(What is required): Make an exact copy of every entry below, with the pictures left out.

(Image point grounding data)
■ ■ ■ ■
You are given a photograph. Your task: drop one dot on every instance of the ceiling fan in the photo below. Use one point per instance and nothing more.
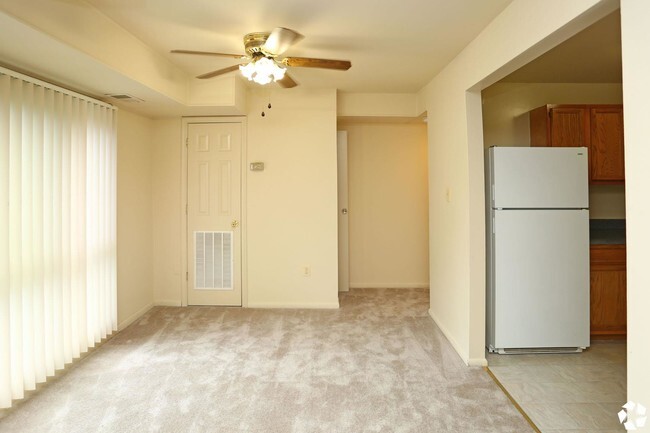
(262, 64)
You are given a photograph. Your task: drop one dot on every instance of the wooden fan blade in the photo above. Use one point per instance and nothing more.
(219, 72)
(208, 53)
(306, 62)
(280, 40)
(287, 82)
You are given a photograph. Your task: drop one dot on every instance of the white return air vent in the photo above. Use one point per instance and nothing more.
(124, 97)
(213, 260)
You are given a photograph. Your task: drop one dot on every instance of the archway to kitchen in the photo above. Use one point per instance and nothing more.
(580, 78)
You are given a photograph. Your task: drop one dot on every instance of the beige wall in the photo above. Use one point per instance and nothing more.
(166, 221)
(453, 103)
(388, 202)
(134, 214)
(506, 106)
(506, 123)
(291, 212)
(290, 209)
(635, 15)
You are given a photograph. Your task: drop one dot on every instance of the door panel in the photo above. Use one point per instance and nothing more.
(214, 213)
(606, 151)
(344, 253)
(569, 127)
(541, 278)
(539, 177)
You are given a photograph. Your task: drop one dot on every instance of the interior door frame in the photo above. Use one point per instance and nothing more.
(186, 121)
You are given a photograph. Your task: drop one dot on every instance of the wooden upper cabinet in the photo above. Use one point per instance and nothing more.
(606, 150)
(597, 127)
(559, 126)
(569, 127)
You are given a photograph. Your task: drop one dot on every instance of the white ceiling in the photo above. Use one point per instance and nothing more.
(591, 56)
(394, 47)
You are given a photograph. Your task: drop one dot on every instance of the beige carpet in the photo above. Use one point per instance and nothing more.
(379, 364)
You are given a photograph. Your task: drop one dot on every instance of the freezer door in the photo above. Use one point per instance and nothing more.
(538, 177)
(541, 278)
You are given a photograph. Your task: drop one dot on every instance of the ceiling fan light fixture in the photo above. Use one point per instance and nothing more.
(262, 70)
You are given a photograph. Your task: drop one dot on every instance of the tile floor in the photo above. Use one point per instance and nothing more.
(568, 393)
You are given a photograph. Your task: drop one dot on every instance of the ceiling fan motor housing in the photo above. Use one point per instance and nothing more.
(253, 43)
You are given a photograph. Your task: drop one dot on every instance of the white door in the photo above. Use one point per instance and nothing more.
(213, 213)
(344, 254)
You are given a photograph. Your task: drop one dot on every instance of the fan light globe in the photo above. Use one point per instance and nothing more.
(262, 71)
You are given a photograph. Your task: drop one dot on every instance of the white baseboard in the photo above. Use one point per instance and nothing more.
(451, 340)
(133, 317)
(167, 303)
(389, 285)
(477, 362)
(308, 305)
■ ■ ■ ■
(Your solution):
You are given a photograph. Your task: drop one dot on every instance of the ceiling fan in the photo below. Use one point per instance and nothing more.
(262, 64)
You are given a photograph. Your task: drop one dot on every instance of the wooden fan blade in the photo above. Use one point per instance and nothing more.
(219, 72)
(208, 53)
(306, 62)
(280, 40)
(287, 82)
You are given a photograph. Your task: drop one dot on every instance of the white return air vent in the photo above. Use one point per instance and nothing more.
(124, 97)
(213, 260)
You are given a photograph. Your task: drop one dot on every instance of the archway to kitchen in the photo above. Use one point per instance and nothing more.
(580, 78)
You are given a photograph. Your task: drop one dot on every instance of the beige wall in the photo above. Use one point per instance and nothing more.
(166, 221)
(453, 103)
(388, 202)
(134, 214)
(506, 106)
(506, 123)
(291, 212)
(290, 209)
(635, 15)
You are given a photograph. Your task: drop one dot on every instance of the door panel in the photo above. Use one point per instance and nothing more.
(214, 213)
(606, 151)
(344, 253)
(569, 127)
(541, 278)
(539, 177)
You are given a photograph. Your task: drop one dot on every instance of the interior door frame in the photo above. Use one point per instance and nothing more.
(186, 121)
You are given a photograph. Your task: drop one dot on every instance of the wooden upper cabinet in the photo above. Use one point per instance and nothing more.
(606, 150)
(597, 127)
(559, 126)
(569, 127)
You are given a photograph. Your task: drop one dot on every instance of the white ceiling in the photo above. Use one point per instance and nothing more.
(591, 56)
(394, 47)
You are given a photograph. Your task: drop one dot on every instance of the beige carpet in the photo above. Use one point per instance and nothing more.
(379, 364)
You are given a photograph. Your task: drop one dot on every instance of the freezer door in the photo above. Use one point per instance and nothing more.
(538, 177)
(541, 278)
You are given a photograph. Your task: drop one dot on every instance of the ceiling fan light fixture in the photo above. Use one point per instance and nothing more.
(262, 70)
You are given a photograph. Your task: drop one dot on every instance of the tile floor in the photo above. Use one point per instance and nothing more.
(568, 393)
You are given a photograph. Your task: drop one dot on every instance of the ceiling fan motor housing in the photo above. Use one point per instance and nothing more.
(253, 43)
You are given a photograph. Your task: drop one dot on every instance of the white door in the photo above. Use one point per instance and nothing more.
(213, 213)
(344, 254)
You are given a photograph. Your task: drop one dot on every instance of the fan light globe in the photo above. Use one point per instance and nothing more.
(262, 71)
You are given a photograph. Your task: drop one dot on every instance of the white baseboard in the photo above. Use one point per instance and nothing more.
(451, 340)
(133, 317)
(167, 303)
(389, 285)
(477, 362)
(308, 305)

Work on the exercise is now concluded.